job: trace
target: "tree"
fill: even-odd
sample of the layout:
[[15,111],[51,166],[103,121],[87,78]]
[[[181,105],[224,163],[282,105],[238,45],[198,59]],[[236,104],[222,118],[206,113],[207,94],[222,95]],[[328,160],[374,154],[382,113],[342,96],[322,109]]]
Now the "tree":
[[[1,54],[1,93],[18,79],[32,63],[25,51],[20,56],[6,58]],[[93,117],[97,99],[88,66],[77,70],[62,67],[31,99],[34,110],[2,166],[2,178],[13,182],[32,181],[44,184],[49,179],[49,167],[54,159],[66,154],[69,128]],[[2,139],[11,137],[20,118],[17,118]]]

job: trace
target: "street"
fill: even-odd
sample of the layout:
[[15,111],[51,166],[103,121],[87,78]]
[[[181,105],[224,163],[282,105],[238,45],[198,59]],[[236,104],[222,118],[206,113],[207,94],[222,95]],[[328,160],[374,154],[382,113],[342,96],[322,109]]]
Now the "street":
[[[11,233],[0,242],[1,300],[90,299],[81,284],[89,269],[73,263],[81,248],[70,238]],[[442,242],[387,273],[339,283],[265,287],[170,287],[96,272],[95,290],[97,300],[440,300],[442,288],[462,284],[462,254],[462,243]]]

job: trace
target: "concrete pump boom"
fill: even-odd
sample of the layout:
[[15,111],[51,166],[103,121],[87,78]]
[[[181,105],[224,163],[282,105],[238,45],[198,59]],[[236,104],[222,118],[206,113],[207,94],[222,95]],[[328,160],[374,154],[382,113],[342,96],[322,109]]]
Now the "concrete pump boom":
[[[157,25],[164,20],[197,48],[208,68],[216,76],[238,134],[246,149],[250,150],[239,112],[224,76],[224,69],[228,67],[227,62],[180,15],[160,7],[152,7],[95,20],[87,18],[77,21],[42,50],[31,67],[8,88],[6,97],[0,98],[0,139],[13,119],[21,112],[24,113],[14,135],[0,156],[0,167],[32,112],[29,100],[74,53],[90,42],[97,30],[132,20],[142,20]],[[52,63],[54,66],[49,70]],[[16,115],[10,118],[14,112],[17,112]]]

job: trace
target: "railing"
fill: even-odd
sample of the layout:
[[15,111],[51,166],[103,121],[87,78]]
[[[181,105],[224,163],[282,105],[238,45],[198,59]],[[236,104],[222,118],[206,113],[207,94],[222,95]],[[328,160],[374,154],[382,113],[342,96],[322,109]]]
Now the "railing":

▬▬▬▬▬▬

* What you will do: The listing above must be transcribed exactly, line by line.

* Full solution:
job: trace
target: "tree"
fill: even-odd
sample of the layout:
[[15,111],[51,166],[103,121],[87,78]]
[[[181,105],[224,163],[282,105],[238,45],[198,59]],[[236,104],[222,118],[206,113],[207,94],[222,95]],[[328,160],[374,154],[382,113],[342,96],[322,109]]]
Now the "tree":
[[[1,54],[1,93],[18,79],[32,63],[25,51],[20,56],[6,58]],[[93,117],[97,99],[88,66],[77,70],[62,67],[31,99],[34,110],[2,166],[2,178],[13,182],[32,181],[44,184],[49,179],[49,167],[54,159],[66,154],[69,128]],[[2,139],[11,137],[20,118],[17,118]]]

job: trace
target: "street"
fill: even-odd
sample of the layout:
[[15,111],[51,166],[103,121],[87,78]]
[[[181,105],[224,163],[282,105],[238,45],[198,59]],[[236,104],[222,118],[206,113],[207,94],[222,95]],[[328,160],[374,154],[382,113],[342,96],[322,109]]]
Now the "street":
[[[11,233],[0,242],[1,300],[90,299],[81,284],[89,269],[73,263],[81,248],[70,238]],[[442,242],[387,273],[339,283],[265,287],[170,287],[96,272],[95,290],[97,300],[440,300],[442,288],[462,284],[462,254],[462,243]]]

job: trace
target: "concrete pump boom"
fill: even-odd
sample of the layout:
[[15,111],[51,166],[103,121],[87,78]]
[[[181,105],[224,163],[282,105],[238,45],[198,59]],[[236,104],[222,118],[206,113],[207,94],[222,95]],[[328,160],[374,154],[382,113],[342,96],[322,109]]]
Now the "concrete pump boom":
[[[157,25],[164,20],[197,48],[208,68],[216,76],[238,134],[246,149],[250,150],[239,112],[224,76],[224,69],[228,67],[227,62],[180,15],[160,7],[152,7],[95,20],[87,18],[77,21],[42,50],[31,67],[8,88],[6,97],[0,98],[0,139],[13,119],[21,112],[24,113],[14,135],[0,156],[0,167],[32,112],[29,100],[74,53],[90,42],[97,30],[132,20],[142,20]],[[52,63],[54,66],[49,70]],[[16,115],[10,118],[14,112],[17,112]]]

job: trace
target: "railing"
fill: even-odd
sample of the layout:
[[15,111],[51,166],[103,121],[87,78]]
[[[181,105],[224,163],[282,105],[238,45],[198,59]],[[236,104],[222,118],[206,113],[207,94],[222,95]],[[328,160],[374,154],[382,113],[342,96],[322,109]]]
Now the "railing":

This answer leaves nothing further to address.